[Stored entries]

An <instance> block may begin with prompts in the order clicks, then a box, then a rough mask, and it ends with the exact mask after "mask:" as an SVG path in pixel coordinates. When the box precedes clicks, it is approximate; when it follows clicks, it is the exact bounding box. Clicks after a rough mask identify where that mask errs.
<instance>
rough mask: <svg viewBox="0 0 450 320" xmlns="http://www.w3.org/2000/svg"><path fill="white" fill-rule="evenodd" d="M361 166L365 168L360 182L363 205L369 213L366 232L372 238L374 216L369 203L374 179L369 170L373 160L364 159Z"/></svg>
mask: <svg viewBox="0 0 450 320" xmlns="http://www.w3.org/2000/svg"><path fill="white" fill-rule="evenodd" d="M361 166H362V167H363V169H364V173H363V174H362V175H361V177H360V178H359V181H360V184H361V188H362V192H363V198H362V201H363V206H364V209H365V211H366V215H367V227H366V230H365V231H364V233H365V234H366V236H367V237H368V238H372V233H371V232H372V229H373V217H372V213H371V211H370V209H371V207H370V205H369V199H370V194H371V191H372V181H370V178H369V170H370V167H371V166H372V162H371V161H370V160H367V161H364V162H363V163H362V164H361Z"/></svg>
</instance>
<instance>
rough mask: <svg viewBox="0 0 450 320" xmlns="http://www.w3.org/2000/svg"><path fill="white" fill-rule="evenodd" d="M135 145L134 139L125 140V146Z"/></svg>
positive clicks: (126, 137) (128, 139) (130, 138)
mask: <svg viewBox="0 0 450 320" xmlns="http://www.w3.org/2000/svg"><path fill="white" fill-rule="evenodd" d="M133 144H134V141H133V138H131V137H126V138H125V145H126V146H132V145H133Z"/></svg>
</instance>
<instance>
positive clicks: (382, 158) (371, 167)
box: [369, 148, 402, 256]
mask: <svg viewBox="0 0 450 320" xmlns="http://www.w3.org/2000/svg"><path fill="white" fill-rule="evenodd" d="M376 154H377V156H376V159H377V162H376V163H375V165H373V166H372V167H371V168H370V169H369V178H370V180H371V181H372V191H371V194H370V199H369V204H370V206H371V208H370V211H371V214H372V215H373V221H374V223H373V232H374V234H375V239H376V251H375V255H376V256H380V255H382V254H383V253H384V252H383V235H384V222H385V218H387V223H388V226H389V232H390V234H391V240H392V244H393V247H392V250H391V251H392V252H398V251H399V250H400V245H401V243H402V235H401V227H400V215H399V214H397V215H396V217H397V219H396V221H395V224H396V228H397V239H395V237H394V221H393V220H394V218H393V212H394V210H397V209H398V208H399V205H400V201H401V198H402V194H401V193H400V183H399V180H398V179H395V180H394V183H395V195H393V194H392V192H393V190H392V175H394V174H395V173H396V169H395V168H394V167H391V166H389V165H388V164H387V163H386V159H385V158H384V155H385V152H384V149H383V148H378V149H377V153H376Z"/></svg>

_EXERCISE DIRECTIONS_
Nothing may be omitted; retype every record exactly.

_FINAL ANSWER_
An <instance> block may begin with prompts in the order clicks, then a box, then a rough mask, and it ends with the exact mask after "mask:" as an SVG path in pixel coordinates. When the box precedes clicks, it is approximate; when it follows clicks, it is the exact bounding box. Clicks after a rough mask identify where that mask errs.
<instance>
rough mask: <svg viewBox="0 0 450 320" xmlns="http://www.w3.org/2000/svg"><path fill="white" fill-rule="evenodd" d="M361 166L365 168L360 182L363 205L369 213L366 232L372 238L374 216L369 203L374 179L369 170L373 160L364 159Z"/></svg>
mask: <svg viewBox="0 0 450 320" xmlns="http://www.w3.org/2000/svg"><path fill="white" fill-rule="evenodd" d="M361 166H362V167H363V169H364V173H363V174H362V175H361V177H360V178H359V181H360V184H361V188H362V192H363V198H362V201H363V206H364V209H365V211H366V215H367V227H366V230H365V231H364V233H365V234H366V236H367V237H368V238H372V233H371V232H372V229H373V217H372V213H371V211H370V209H371V207H370V205H369V199H370V194H371V191H372V181H370V178H369V170H370V167H371V166H372V162H371V161H370V160H367V161H364V162H363V163H362V164H361Z"/></svg>
</instance>
<instance>
rough mask: <svg viewBox="0 0 450 320" xmlns="http://www.w3.org/2000/svg"><path fill="white" fill-rule="evenodd" d="M135 145L134 139L125 140V146Z"/></svg>
positive clicks: (126, 137) (128, 139) (130, 138)
mask: <svg viewBox="0 0 450 320" xmlns="http://www.w3.org/2000/svg"><path fill="white" fill-rule="evenodd" d="M133 144H134V141H133V138H131V137H126V138H125V145H126V146H132V145H133Z"/></svg>
</instance>
<instance>
positive clicks: (382, 158) (371, 167)
box: [369, 148, 402, 256]
mask: <svg viewBox="0 0 450 320" xmlns="http://www.w3.org/2000/svg"><path fill="white" fill-rule="evenodd" d="M376 154H377V156H376V159H377V162H376V163H375V165H373V166H372V167H371V168H370V169H369V178H370V180H371V181H372V191H371V194H370V199H369V204H370V206H371V208H370V211H371V214H372V215H373V221H374V223H373V232H374V234H375V239H376V251H375V255H376V256H380V255H382V254H383V253H384V252H383V235H384V222H385V218H387V223H388V226H389V232H390V234H391V240H392V244H393V247H392V250H391V251H392V252H398V251H399V250H400V245H401V243H402V235H401V227H400V215H399V214H397V215H396V217H397V219H396V221H395V224H396V228H397V239H395V237H394V221H393V220H394V218H393V212H394V210H397V209H398V208H399V205H400V201H401V198H402V194H401V193H400V183H399V180H398V179H395V180H394V183H395V195H393V194H392V192H393V190H392V175H394V174H395V173H396V169H395V168H394V167H391V166H389V165H388V164H387V163H386V159H385V158H384V155H385V152H384V149H383V148H378V149H377V153H376Z"/></svg>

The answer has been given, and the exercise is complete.